Barbaric consequences to “show me yours and I’ll show you mine” in a digital world

By Sandy. . . Imagine being fourteen years old today, in a world where technology is changing the rules faster than they are being written.

John Grasso, a criminal defense attorney and a former police officer, has captured that situation with the brilliant and apt metaphor of stepping into quicksand. You don’t know it’s there until you are in it, and if you don’t go in over your head with the first step, one slight move in the wrong direction will pull you to the bottom, cutting off air and light and squeezing the life from your helpless body.

This is exactly what putting a fourteen-year-old on the sex offender registry does, and this is what the Barrington, Rhode Island police did when they chose to charge a fourteen-year-old boy with distributing pornography for his participation in a sexting situation.

Rhode Island law allows this, but it also gives other choices. The fourteen-year-old girl who sent the sexually explicit selfies to her boyfriend was granted the benefit of one of those other choices. He was not. His foolishly passing them on to some friends of the same age is being charged the same as if he were a fully-grown man involved in a massive child pornography ring.
⁂
**Written task:** Write out the article on the sexting charge word for word, beginning at the words "By Sandy. ." and stopping after "your helpless body.".

**Coordinate annotation entries:**
⁂
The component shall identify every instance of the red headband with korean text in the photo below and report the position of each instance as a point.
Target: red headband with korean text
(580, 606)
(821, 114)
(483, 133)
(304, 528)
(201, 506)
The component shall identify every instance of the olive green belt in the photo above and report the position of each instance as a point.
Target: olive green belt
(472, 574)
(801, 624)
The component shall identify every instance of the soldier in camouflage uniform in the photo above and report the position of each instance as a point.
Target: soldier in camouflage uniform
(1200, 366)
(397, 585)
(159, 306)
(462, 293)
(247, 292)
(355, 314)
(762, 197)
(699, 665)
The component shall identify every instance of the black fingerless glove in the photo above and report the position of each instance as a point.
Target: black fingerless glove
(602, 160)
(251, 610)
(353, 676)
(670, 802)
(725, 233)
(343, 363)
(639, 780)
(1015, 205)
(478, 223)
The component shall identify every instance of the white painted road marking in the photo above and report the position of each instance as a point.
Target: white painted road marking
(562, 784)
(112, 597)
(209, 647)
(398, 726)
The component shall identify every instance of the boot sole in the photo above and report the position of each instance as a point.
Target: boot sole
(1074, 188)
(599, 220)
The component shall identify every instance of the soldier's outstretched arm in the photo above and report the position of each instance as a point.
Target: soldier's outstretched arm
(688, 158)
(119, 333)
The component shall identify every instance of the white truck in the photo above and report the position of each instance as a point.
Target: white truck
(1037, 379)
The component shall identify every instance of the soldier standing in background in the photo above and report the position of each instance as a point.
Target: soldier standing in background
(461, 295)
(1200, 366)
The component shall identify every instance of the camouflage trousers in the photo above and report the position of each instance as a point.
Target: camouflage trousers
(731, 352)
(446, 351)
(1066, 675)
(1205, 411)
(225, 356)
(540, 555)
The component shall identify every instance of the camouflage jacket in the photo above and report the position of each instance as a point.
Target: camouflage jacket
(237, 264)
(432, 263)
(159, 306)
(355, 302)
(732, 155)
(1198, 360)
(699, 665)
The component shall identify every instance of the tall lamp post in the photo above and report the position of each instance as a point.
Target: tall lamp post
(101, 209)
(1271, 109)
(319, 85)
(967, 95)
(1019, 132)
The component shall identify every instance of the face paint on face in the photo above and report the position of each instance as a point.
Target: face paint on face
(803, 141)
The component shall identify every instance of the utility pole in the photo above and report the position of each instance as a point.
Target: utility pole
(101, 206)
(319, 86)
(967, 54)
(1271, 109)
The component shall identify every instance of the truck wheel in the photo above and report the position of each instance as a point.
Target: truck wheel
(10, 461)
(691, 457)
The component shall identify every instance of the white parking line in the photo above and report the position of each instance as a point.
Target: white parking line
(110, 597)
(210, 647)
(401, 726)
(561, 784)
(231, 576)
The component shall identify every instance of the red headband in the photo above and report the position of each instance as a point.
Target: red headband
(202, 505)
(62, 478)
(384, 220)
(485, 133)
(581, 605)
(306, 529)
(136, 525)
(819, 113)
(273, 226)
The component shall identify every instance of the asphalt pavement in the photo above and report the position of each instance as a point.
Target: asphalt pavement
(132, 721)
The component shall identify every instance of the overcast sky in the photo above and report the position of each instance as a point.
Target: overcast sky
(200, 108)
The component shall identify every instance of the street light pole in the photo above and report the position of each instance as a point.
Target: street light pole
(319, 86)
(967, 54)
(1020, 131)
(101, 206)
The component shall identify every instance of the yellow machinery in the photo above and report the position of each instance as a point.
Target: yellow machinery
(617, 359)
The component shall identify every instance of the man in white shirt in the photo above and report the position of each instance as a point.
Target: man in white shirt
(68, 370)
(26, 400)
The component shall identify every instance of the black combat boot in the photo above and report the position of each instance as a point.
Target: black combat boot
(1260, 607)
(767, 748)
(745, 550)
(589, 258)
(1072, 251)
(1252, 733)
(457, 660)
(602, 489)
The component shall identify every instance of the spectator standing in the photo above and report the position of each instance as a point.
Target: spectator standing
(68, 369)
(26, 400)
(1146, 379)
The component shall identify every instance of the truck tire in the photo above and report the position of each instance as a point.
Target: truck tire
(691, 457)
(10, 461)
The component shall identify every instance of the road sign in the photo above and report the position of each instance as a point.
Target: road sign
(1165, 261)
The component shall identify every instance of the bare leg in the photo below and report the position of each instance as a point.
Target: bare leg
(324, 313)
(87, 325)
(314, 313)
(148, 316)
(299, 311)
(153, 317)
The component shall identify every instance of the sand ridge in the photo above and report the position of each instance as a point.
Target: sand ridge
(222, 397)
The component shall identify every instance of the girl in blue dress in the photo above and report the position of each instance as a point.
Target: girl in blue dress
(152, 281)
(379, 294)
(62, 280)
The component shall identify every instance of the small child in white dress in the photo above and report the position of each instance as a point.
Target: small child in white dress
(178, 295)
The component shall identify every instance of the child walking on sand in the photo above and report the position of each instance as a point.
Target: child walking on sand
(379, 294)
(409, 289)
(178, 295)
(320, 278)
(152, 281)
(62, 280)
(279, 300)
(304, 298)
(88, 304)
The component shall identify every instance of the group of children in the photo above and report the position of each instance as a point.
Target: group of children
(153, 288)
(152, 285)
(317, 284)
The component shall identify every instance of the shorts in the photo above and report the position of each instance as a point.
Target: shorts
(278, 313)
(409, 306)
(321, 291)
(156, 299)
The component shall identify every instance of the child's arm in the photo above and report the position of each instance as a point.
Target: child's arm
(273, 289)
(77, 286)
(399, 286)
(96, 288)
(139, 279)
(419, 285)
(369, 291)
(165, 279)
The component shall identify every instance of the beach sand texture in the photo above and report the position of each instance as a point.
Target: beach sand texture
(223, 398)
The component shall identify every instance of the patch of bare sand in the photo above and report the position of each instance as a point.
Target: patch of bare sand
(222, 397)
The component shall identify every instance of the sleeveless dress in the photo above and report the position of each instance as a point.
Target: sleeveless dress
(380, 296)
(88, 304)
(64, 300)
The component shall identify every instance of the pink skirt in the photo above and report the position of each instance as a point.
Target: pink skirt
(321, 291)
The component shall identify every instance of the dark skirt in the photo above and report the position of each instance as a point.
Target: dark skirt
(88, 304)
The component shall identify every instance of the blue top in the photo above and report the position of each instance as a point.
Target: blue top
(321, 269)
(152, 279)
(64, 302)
⁂
**Task result:**
By Sandy. . . Imagine being fourteen years old today, in a world where technology is changing the rules faster than they are being written.

John Grasso, a criminal defense attorney and a former police officer, has captured that situation with the brilliant and apt metaphor of stepping into quicksand. You don’t know it’s there until you are in it, and if you don’t go in over your head with the first step, one slight move in the wrong direction will pull you to the bottom, cutting off air and light and squeezing the life from your helpless body.